__Parts of the exercise__
[A] Rewrite the paragraph beginning "On the other hand, all over the world" from the passage on US–China rivalry as a short bulleted list that keeps its main facts.
[B] Reproduce word for word the stretch of the passage on US–China rivalry below from "It seems that" through "shipped to China.".

__Selected text__
It seems that Washington decided to take steps in advance to ensure competitive advantages for itself for the time when a strategic military component inevitably emerges in its relations with China. Politicians and the military in the US are getting more and more obsessed with the idea of gaining a footing in the Asia-Pacific region in order to get control over “sea lanes” through which oil and liquefied gas are shipped to China.

Can it be that Washington is concerned about the threat of pirates – those mysterious Somali pirates who emerged from God knows where? Does Washington want to protect Chinese sea-borne oil supplies in order for the Chinese people to use energy recources for manufacturing of motherboards, sport shoes and toys for children?

Or maybe America hopes to ensure the security of trade operations in the name of the rapidly growing Chinese GDP by patrolling the sea lanes through which China receives raw materials and energy carriers? Not at all! “My guidance is clear,” Obama declared in Canberra. “As we plan and budget for the future, we will allocate the resources necessary to maintain our strong military presence in this region.” In her turn, US State Secretary Hillary Clinton, in an interview with the Foreign Policy magazine, spoke almost in the style of confessional prose that now economically weakened America is not capable of being a dominating power in several regions of the world at the same time.

While America was fighting two wars – in Iraq and Afghanistan – China “had the leeway to expand its influence in the (Asian Pacific) region”, Klare notes. “For the first time since the end of World War II, Washington is no longer the dominant economic actor there”, which is why in order to maintain its position the US has to “restore its primacy in the region and roll back Chinese influence”.

In his turn, William Pfaff, an American political writer in his typical tart-tongued manner wrote that in his manifesto Obama “proclaimed Pax Americana for Asia”. For Pfaff this is “absurd”, because it will be gradually reduced to “suppressing China’s attempt to reclaim the Asian preeminence it held for thousands of years”.

What can become an apple of discord, a cause for war between the two giants divided by the Pacific Ocean? Pfaff ponders this question: “A war for industrial domination in the world – but what does it actually mean and was it is worth? Bragging rights who is the top nation? That is what Washington seems to care about”. But in the end Pfaff concludes that the only thing the two powers may drift into confrontation over is raw materials.

Over the last few decades the US, which accounts for 5% of the global population, has been consuming about 40% of all natural resources of the planet. At the same time it is becoming more difficult for the West to get access to raw materials, in particular to energy carriers, which are the economy’s “circulatory system”.

On the one hand, after many years of use traditional oil and gas fields become exhausted, while new “Eldorados” of raw materials are located deep in the permafrost area or on the Arctic shelf, which makes their production much more expensive. There won’t be cheap oil and gas anymore.

On the other hand, all over the world Western and transnational energy corporations are losing ground, because the developing countries, where the main energy resources are located, are conducting nationalization of these resources in order to get a guaranteed source of income from exports. Russia is not an exception to the rule; it has learned a lesson from the poor experience of the 1990s when many production share agreements were signed with Western transnational corporations.

Russian authorities did not use any tough measures (there were no corporate raids, no assault landings), everything was done in the form of juridically binding agreements. It is remarkable that our contract partners who produced oil and gas on Sakhalin put their pride in their pockets. They silently agreed to change the one-sided terms of the Sakhalin production sharing agreement, understanding that it was inevitable, and remained in the project.

(Dataset entries)
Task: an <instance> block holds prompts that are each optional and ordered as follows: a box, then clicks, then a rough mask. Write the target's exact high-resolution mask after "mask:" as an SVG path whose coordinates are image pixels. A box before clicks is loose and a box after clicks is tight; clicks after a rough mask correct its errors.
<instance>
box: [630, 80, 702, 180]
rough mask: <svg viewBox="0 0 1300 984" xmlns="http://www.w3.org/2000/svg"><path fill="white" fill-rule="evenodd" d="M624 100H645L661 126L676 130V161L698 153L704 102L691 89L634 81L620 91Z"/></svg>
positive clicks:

__Answers provided__
[A]
- Western and transnational energy corporations are losing ground all over the world.
- Developing countries, where the main energy resources are located, are nationalizing these resources to get a guaranteed source of income from exports.
- Russia is no exception. It learned a lesson from the poor experience of the 1990s, when many production share agreements were signed with Western transnational corporations.

[B]
It seems that Washington decided to take steps in advance to ensure competitive advantages for itself for the time when a strategic military component inevitably emerges in its relations with China. Politicians and the military in the US are getting more and more obsessed with the idea of gaining a footing in the Asia-Pacific region in order to get control over “sea lanes” through which oil and liquefied gas are shipped to China.